PROMPT:
Exactly as written, output each of the lines below, with no images.

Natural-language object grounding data
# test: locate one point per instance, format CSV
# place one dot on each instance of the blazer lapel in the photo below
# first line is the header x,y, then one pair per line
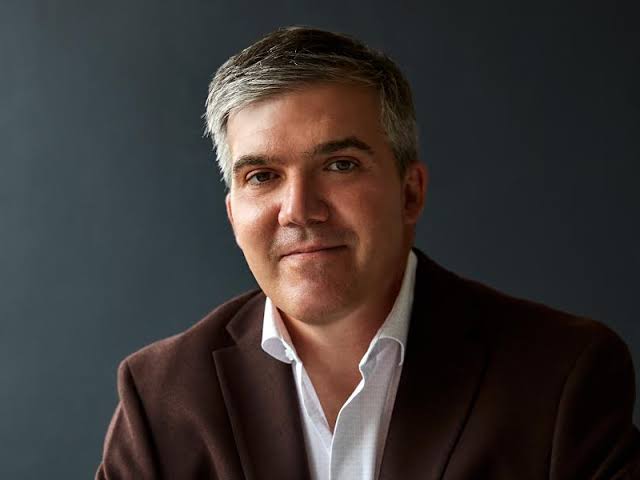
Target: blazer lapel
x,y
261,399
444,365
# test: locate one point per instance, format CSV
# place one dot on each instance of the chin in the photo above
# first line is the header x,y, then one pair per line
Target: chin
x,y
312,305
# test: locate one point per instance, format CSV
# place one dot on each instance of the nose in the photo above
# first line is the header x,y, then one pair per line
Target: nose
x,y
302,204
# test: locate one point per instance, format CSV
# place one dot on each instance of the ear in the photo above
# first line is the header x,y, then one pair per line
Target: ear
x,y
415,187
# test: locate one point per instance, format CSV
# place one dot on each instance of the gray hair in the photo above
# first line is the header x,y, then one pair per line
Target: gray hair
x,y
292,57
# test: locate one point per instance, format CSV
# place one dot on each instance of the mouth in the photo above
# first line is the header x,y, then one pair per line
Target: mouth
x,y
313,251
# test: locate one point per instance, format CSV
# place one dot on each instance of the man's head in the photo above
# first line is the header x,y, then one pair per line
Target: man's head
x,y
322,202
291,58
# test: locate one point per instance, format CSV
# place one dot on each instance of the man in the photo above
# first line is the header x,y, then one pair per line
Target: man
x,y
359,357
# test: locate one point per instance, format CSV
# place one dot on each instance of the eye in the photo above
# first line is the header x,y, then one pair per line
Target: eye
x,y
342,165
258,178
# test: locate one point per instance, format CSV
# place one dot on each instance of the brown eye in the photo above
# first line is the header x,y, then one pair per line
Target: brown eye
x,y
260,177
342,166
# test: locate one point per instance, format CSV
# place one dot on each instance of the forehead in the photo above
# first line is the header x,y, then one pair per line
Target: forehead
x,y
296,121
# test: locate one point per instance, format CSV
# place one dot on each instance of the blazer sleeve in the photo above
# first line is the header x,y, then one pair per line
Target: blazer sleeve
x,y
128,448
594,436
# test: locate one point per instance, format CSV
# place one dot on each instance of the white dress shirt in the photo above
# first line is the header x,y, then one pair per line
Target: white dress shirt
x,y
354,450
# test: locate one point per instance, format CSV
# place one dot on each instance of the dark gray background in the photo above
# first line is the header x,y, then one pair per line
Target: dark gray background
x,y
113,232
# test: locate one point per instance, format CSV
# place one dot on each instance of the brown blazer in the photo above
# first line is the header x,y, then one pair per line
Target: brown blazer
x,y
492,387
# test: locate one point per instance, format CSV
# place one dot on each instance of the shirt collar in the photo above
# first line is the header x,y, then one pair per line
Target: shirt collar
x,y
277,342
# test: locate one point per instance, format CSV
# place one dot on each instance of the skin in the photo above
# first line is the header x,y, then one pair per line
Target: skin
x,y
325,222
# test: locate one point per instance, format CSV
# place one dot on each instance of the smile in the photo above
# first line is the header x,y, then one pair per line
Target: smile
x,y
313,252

EXERCISE RESPONSE:
# test: locate one point per instance, format CSV
# place one dot on each instance of the blazer lapel in the photo below
# first line is the header x,y, then one pair per line
Target: blazer lapel
x,y
261,399
444,365
# test: locate one point per instance, format CSV
# place one dot on each instance of the chin in the photo above
# first line is the header x,y, then one pair per line
Target: chin
x,y
312,305
# test: locate one point per instance, format CSV
# place one dot on each instance of the nose in the photo above
# first line is the header x,y, then one pair per line
Target: nose
x,y
302,204
# test: locate one point per instance, format CSV
# place one dot on each instance of the ear in the photo above
# first line is the header x,y, then one pair per line
Target: ear
x,y
415,187
# test: locate one point per instance, format CSV
# place one dot on each instance of the gray hair in the photo above
# first line is the header x,y, then one pair per line
Target: gray hair
x,y
292,57
# test: locate one point per instance, format CSV
# place one dot on each instance of the mouth in the photo above
# first line is the header x,y, then one pair per line
Target: mouth
x,y
313,251
# test: locate one point per instance, format CSV
# place one dot on each instance of the man's head in the photo above
# first line is the header x,y, then one pair per line
Target: man's head
x,y
322,202
291,58
# test: locate one point per instance, format CSV
# place one dot on each instance of the man in the photo above
# first line is the header x,y, then one pair per line
Target: man
x,y
359,357
# test: locate one point per instance, format CSV
# place one dot on each instance of the eye in the photo above
# first line is the header x,y, then one pair per line
Target: eye
x,y
342,165
258,178
# test: locate one point per instance, format CSV
# place one dot on each instance of the brown eye in the photo above
# first line is the header x,y, then one pair per line
Target: brown eye
x,y
260,177
342,166
# test: locate one point per instance, format CSV
# place one dot on each instance of the forehead in the photo above
# first line is the header x,y, then one pair per line
Target: forehead
x,y
296,121
# test: locate one point per instance, format CSV
# place one dot on each instance of the blazer sleeve in the photo above
# first line is the header x,y, then one pair per line
Target: blazer sleeve
x,y
128,448
594,436
# test: locate one point per instance, format CSV
# place one dot on each instance of the white dress shirt in the photo above
# first line is the header x,y, then one pair per line
Target: white dress shirt
x,y
354,450
# test: locate one point per instance, format CSV
# place one dot on each instance of the dark gray background in the photo above
# first line is the header x,y, then one pair per line
Target: dark gray background
x,y
113,232
# test: locate one point per instance, format CSV
# place one dot on each instance of the brown blazer in the photo above
# first line is the header x,y, then one pair per line
Target: brown blazer
x,y
492,387
# test: locate one point per instance, format CSV
# place one dot on each instance of the shirt collar in the photo above
# first line is the header x,y, then one pair per line
Target: shirt collar
x,y
277,342
# test: locate one point per instance, format CSV
# place one dot on each instance of the skin in the photo above
# first line is the header x,y, then one pair per line
Target: skin
x,y
325,222
# test: locate one point per instance, format CSV
# place one dot on each instance of the smile in the photo above
# first line is the header x,y, then one pair per line
Target: smile
x,y
313,252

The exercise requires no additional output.